- _What you have to do_
Transcribe the entries exactly as each line appears.
BEGIN Material for this task
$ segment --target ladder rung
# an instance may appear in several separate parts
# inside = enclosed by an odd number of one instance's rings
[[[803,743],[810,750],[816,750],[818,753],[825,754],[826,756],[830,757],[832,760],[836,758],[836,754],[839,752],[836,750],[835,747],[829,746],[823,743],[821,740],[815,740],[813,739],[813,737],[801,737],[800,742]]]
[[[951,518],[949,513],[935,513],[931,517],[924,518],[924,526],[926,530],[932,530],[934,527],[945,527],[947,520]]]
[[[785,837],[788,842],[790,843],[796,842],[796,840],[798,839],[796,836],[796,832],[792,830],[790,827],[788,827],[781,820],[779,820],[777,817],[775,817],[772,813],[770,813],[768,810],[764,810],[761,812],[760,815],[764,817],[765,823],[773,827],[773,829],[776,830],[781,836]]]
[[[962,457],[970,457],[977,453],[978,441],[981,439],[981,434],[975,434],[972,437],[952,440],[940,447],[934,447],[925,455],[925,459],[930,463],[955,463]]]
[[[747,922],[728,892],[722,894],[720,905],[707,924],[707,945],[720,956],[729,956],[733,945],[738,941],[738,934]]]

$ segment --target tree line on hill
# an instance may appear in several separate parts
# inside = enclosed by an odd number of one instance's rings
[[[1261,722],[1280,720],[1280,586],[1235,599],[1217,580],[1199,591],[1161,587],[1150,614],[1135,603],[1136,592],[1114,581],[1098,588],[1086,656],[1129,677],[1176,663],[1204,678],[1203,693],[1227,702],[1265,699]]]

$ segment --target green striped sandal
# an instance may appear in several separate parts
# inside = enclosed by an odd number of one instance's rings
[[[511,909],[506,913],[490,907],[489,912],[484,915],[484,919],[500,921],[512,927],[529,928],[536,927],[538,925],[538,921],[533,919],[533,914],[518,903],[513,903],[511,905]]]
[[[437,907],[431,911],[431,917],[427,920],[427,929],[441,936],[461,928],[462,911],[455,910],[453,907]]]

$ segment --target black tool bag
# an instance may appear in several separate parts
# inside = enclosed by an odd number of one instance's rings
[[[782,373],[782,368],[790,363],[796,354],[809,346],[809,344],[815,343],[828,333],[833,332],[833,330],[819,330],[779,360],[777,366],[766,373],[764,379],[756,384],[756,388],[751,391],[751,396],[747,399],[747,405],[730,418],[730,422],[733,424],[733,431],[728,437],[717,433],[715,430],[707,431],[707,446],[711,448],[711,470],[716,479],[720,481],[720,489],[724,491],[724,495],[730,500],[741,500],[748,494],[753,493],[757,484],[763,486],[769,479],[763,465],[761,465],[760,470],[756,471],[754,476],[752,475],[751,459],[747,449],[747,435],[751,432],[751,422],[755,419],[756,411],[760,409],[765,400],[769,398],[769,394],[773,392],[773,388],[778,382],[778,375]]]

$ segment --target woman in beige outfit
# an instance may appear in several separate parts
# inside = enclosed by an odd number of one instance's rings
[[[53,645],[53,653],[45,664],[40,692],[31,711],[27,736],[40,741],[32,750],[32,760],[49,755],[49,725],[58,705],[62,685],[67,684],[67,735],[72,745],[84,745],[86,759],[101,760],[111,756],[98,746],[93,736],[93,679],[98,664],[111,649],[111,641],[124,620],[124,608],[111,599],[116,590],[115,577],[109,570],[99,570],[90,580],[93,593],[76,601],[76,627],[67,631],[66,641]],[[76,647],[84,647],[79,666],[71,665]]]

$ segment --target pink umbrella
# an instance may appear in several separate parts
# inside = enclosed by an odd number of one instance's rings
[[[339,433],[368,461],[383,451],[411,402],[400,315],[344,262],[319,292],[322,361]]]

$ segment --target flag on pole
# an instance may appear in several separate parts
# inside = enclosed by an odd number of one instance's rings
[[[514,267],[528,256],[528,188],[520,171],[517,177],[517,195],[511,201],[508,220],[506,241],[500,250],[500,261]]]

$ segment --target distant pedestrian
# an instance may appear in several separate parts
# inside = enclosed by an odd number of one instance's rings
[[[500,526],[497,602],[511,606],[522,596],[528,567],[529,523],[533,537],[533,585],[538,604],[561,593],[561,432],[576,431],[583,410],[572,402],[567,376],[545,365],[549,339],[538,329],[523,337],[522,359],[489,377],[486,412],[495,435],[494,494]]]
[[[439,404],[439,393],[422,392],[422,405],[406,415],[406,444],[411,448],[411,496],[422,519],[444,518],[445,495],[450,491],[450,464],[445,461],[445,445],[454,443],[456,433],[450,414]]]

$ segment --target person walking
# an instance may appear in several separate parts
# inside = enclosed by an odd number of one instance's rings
END Material for this task
- _Your response_
$ segment --target ladder rung
# an instance may appear in several separate parts
# inside = enclosed by an odd number of one instance's rings
[[[803,743],[810,750],[816,750],[818,753],[825,754],[826,756],[830,757],[832,760],[836,758],[836,754],[839,752],[836,750],[835,747],[829,746],[823,743],[821,740],[815,740],[813,739],[813,737],[801,737],[800,742]]]
[[[951,518],[949,513],[935,513],[931,517],[924,518],[924,526],[926,530],[932,530],[934,527],[945,527],[947,520]]]
[[[785,837],[788,842],[790,843],[796,842],[796,840],[798,839],[796,836],[796,832],[792,830],[790,827],[788,827],[781,820],[779,820],[777,817],[775,817],[772,813],[770,813],[768,810],[764,810],[761,812],[760,815],[764,817],[765,823],[773,827],[773,829],[776,830],[781,836]]]
[[[962,457],[970,457],[977,453],[978,441],[981,439],[981,434],[975,434],[972,437],[952,440],[940,447],[934,447],[925,455],[925,459],[930,463],[955,463]]]
[[[747,922],[728,892],[722,894],[720,905],[707,924],[707,945],[720,956],[729,956],[733,945],[738,941],[738,934]]]

$ segment --target tree line on hill
# an instance may appear in several separate parts
# inside = enclosed by an odd number of one instance's rings
[[[1261,722],[1280,720],[1280,586],[1235,599],[1217,580],[1199,591],[1161,587],[1150,614],[1135,603],[1136,592],[1114,581],[1098,588],[1086,656],[1129,677],[1176,663],[1204,678],[1203,693],[1227,702],[1265,699]]]

$ segment --target green striped sandal
# an instance may appear in several separate parts
# inside = enclosed by an odd number of one instance's rings
[[[511,909],[506,913],[490,907],[489,912],[484,915],[484,919],[500,921],[512,927],[529,928],[536,927],[538,925],[538,921],[533,919],[533,914],[518,903],[513,903],[511,905]]]
[[[437,907],[431,911],[431,917],[427,920],[427,929],[441,936],[461,928],[462,911],[455,910],[453,907]]]

$ segment --target black tool bag
# an instance may appear in several separate parts
# inside = enclosed by an odd number of one instance's rings
[[[782,373],[782,368],[790,363],[796,354],[809,346],[809,344],[815,343],[828,333],[833,332],[833,330],[819,330],[779,360],[777,366],[766,373],[764,379],[756,384],[756,388],[751,391],[751,396],[747,399],[747,405],[730,418],[730,422],[733,424],[733,431],[728,437],[717,433],[715,430],[707,431],[707,446],[711,448],[711,470],[716,479],[720,481],[720,489],[724,491],[724,495],[730,500],[741,500],[748,494],[753,493],[757,484],[763,486],[769,479],[763,465],[761,465],[760,470],[756,471],[754,476],[752,475],[751,459],[747,449],[747,435],[751,432],[751,422],[755,419],[756,411],[760,409],[765,400],[769,398],[769,394],[773,392],[773,388],[778,382],[778,375]]]

$ segment --target woman in beige outfit
# an instance may appear in several separate parts
# inside = enclosed by an odd number of one instance's rings
[[[53,645],[53,653],[45,664],[40,692],[31,711],[27,736],[40,741],[32,750],[32,760],[49,755],[49,725],[58,705],[62,685],[67,684],[67,735],[72,745],[84,745],[86,759],[101,760],[111,756],[98,746],[93,736],[93,679],[98,664],[111,649],[111,641],[124,620],[124,608],[111,599],[116,590],[115,577],[109,570],[99,570],[90,580],[93,593],[76,601],[76,627],[67,631],[66,641]],[[76,647],[84,647],[79,666],[71,665]]]

$ segment --target pink umbrella
# an instance may appear in several separate parts
# inside = enclosed by an odd number of one instance's rings
[[[339,433],[368,461],[383,451],[411,402],[400,315],[344,262],[319,292],[322,361]]]

$ segment --target flag on pole
# an instance may appear in several separate parts
# inside = enclosed by an odd number of one instance's rings
[[[514,267],[528,256],[528,188],[520,171],[517,177],[517,195],[511,201],[508,220],[506,241],[500,250],[500,261]]]

$ segment --target distant pedestrian
# an instance may appear in several separate parts
# inside = enclosed by an odd number of one instance's rings
[[[500,526],[497,602],[511,606],[522,596],[528,567],[529,523],[533,537],[533,585],[538,604],[561,593],[561,432],[576,431],[583,410],[572,402],[567,376],[545,365],[549,339],[538,329],[523,337],[522,359],[489,377],[486,412],[495,435],[494,494]]]
[[[439,404],[439,393],[422,392],[422,405],[406,415],[406,444],[411,448],[411,496],[422,519],[444,518],[445,495],[450,491],[450,464],[445,461],[445,445],[454,443],[456,433],[450,414]]]

$ segment --target person walking
# an instance may appear in several separate parts
# inside = enclosed by an odd number of one instance's rings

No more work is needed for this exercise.